Move qlocalexml2cpp.py's XML-reading to QLocaleXmlReader

This new class mirrors the existing QLocaleXmlWriter and places the
two side-by-side in qlocalexml.py, rather than having the writing and
reading in separate places.

Made judicious use of transformed versions of mappings to save
repeated iteration of a mapping's entries to do lookups on fist
entries of pair-values; several (id, name, code) data-sets are
sometimes indexed by id, sometimes by name.

Reworked the default_map, that the complicated compareLocaleKeys()
used in sorting locale keys, to map IDs instead of names; the function
also needed the locale_map so that it could convert IDs to names,
which we can skip by going directly with IDs.

Task-number: QTBUG-81344
Change-Id: Iff6a97f7f0755b56dda70d8a6796ec074c558910
Reviewed-by: Cristian Maureira-Fredes <cristian.maureira-fredes@qt.io>
This commit is contained in:
Edward Welbourne 2020-02-25 12:30:06 +01:00 committed by Edward Welbourne
parent a20697a394
commit 4d9f1a87de
2 changed files with 223 additions and 277 deletions

View File

@ -31,6 +31,7 @@
Provides classes:
Locale -- common data-type representing one locale as a namespace
QLocaleXmlWriter -- helper to write a QLocaleXML file
QLocaleXmlReader -- helper to read a QLocaleXML file back in
Support:
Spacer -- provides control over indentation of the output.

▶ [Material supplied]

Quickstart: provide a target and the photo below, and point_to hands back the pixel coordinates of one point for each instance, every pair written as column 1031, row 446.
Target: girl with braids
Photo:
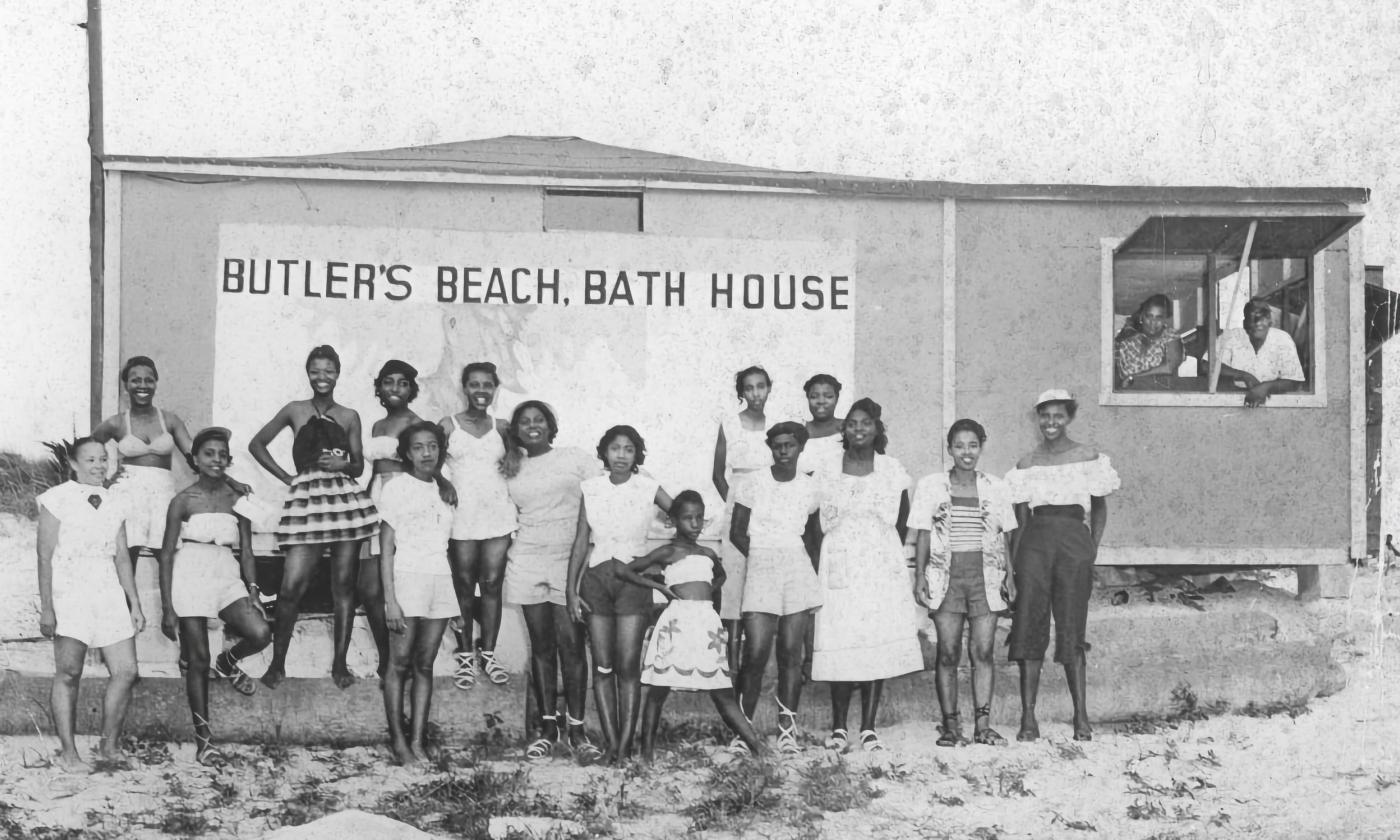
column 324, row 508
column 962, row 518
column 482, row 525
column 87, row 597
column 774, row 525
column 395, row 387
column 613, row 517
column 417, row 584
column 146, row 440
column 865, row 629
column 823, row 430
column 543, row 482
column 200, row 580
column 686, row 651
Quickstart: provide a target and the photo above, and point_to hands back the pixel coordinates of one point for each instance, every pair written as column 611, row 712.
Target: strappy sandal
column 206, row 753
column 870, row 741
column 585, row 752
column 949, row 734
column 787, row 732
column 494, row 671
column 465, row 674
column 237, row 678
column 839, row 739
column 986, row 734
column 543, row 746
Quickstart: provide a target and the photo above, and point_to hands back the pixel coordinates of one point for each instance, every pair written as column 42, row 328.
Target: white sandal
column 494, row 671
column 870, row 741
column 465, row 674
column 787, row 734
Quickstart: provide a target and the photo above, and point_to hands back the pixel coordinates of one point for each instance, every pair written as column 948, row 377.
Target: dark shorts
column 966, row 592
column 611, row 595
column 1054, row 576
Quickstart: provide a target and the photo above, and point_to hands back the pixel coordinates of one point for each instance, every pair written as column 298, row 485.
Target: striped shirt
column 965, row 524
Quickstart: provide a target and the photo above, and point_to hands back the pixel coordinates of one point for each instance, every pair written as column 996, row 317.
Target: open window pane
column 1180, row 290
column 592, row 210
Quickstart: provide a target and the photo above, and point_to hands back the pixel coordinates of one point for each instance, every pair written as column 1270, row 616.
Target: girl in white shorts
column 774, row 525
column 415, row 525
column 87, row 597
column 200, row 580
column 545, row 485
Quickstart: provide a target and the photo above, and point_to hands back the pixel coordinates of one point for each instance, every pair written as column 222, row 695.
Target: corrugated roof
column 574, row 158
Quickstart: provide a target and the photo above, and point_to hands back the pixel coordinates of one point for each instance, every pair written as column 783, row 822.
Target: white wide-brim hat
column 1053, row 395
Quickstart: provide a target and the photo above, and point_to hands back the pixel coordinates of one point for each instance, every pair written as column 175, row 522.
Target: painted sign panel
column 605, row 328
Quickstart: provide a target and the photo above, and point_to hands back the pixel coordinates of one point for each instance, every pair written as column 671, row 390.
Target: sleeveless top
column 619, row 515
column 214, row 528
column 689, row 570
column 133, row 447
column 745, row 450
column 381, row 447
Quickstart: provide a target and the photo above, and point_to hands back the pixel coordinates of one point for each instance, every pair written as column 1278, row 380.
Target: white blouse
column 619, row 517
column 1063, row 483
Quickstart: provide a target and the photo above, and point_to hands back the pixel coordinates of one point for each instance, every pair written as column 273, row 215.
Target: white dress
column 745, row 452
column 867, row 625
column 483, row 504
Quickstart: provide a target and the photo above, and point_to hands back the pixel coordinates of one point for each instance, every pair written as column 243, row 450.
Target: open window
column 1175, row 296
column 592, row 210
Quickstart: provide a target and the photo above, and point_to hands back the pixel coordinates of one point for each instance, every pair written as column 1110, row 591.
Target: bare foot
column 405, row 753
column 273, row 676
column 69, row 762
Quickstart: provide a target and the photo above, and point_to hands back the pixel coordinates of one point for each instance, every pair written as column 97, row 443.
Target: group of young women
column 468, row 511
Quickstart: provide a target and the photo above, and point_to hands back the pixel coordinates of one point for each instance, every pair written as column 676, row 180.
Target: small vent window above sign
column 592, row 210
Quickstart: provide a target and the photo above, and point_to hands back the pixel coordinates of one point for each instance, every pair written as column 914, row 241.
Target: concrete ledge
column 1232, row 657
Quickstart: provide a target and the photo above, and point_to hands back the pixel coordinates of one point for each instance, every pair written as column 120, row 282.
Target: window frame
column 594, row 193
column 1108, row 373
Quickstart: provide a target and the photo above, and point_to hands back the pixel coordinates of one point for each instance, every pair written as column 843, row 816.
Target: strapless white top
column 689, row 570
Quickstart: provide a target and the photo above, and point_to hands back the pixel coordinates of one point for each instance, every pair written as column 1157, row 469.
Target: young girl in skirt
column 324, row 508
column 417, row 583
column 87, row 597
column 483, row 522
column 688, row 644
column 200, row 580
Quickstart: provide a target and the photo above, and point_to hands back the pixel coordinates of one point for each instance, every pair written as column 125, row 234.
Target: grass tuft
column 738, row 794
column 464, row 804
column 21, row 479
column 830, row 786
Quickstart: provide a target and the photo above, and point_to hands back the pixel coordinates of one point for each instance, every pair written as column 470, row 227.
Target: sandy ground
column 1329, row 770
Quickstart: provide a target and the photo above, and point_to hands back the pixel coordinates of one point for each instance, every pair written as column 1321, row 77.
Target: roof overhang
column 570, row 161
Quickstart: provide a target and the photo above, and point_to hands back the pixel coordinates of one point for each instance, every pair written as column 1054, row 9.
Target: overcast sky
column 1267, row 94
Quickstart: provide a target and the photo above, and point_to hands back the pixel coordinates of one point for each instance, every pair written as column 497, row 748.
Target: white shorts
column 780, row 583
column 146, row 493
column 95, row 618
column 205, row 581
column 426, row 595
column 534, row 578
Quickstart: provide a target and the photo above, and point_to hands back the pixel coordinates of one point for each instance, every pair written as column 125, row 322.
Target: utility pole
column 97, row 213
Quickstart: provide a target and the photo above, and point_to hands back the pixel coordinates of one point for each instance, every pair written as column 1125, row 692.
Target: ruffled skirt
column 325, row 507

▶ [The tasks]
A) Please quote the QLocaleXmlReader commit word for word, beginning at "This new class" and stopping after "in separate places.".
B) Write what comes next in the QLocaleXmlReader commit, picking up after its final line.
The data comes from a separate source unrelated to the QLocaleXmlReader commit.

▶ [In response]
A)
This new class mirrors the existing QLocaleXmlWriter and places the
two side-by-side in qlocalexml.py, rather than having the writing and
reading in separate places.

B)
@ -125,6 +126,157 @@ def convertFormat(format):
return result
class QLocaleXmlReader (object):
def __init__(self, filename):
self.root = self.__parse(filename)
# Lists of (id, name, code) triples:
languages = tuple(self.__loadMap('language'))
scripts = tuple(self.__loadMap('script'))
countries = tuple(self.__loadMap('country'))
self.__likely = tuple(self.__likelySubtagsMap())
# Mappings {ID: (name, code)}
self.languages = dict((v[0], v[1:]) for v in languages)
self.scripts = dict((v[0], v[1:]) for v in scripts)
self.countries = dict((v[0], v[1:]) for v in countries)
# Private mappings {name: (ID, code)}
self.__langByName = dict((v[1], (v[0], v[2])) for v in languages)
self.__textByName = dict((v[1], (v[0], v[2])) for v in scripts)
self.__landByName = dict((v[1], (v[0], v[2])) for v in countries)
# Other properties:
self.dupes = set(v[1] for v in languages) & set(v[1] for v in countries)
self.cldrVersion = self.__firstChildText(self.root, "version")
def loadLocaleMap(self, calendars, grumble = lambda text: None):
kid = self.__firstChildText
likely = dict(self.__likely)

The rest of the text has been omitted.